◆ **GIVEN PROBLEM**: Render the items as a JSON list of strings, one string for each line with blank lines left out, starting with the first line and going on through the line that contains "(1145, 728)", both included.

(Location identification items)
▼▼▼

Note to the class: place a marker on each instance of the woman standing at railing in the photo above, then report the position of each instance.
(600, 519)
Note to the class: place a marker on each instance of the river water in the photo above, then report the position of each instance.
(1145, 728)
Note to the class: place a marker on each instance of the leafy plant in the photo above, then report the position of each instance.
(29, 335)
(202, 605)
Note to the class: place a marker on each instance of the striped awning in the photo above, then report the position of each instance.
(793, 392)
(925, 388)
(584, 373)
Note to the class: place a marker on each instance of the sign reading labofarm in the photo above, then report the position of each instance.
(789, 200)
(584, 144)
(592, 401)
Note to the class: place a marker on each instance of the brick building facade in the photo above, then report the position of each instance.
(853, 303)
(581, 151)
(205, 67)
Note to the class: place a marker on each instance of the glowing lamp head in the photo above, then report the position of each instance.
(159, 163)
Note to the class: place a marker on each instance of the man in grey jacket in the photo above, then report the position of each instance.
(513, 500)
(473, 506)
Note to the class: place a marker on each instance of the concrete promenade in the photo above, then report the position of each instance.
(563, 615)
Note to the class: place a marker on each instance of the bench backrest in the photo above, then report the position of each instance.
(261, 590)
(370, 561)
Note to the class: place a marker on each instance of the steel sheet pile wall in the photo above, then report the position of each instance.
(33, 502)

▲▲▲

◆ **REPLY TO THE TASK**:
[
  "Note to the class: place a marker on each instance of the woman standing at railing in the photo above, then report the position of each instance.",
  "(600, 519)",
  "Note to the class: place a marker on each instance of the river water in the photo above, then report the position of each instance.",
  "(1145, 728)"
]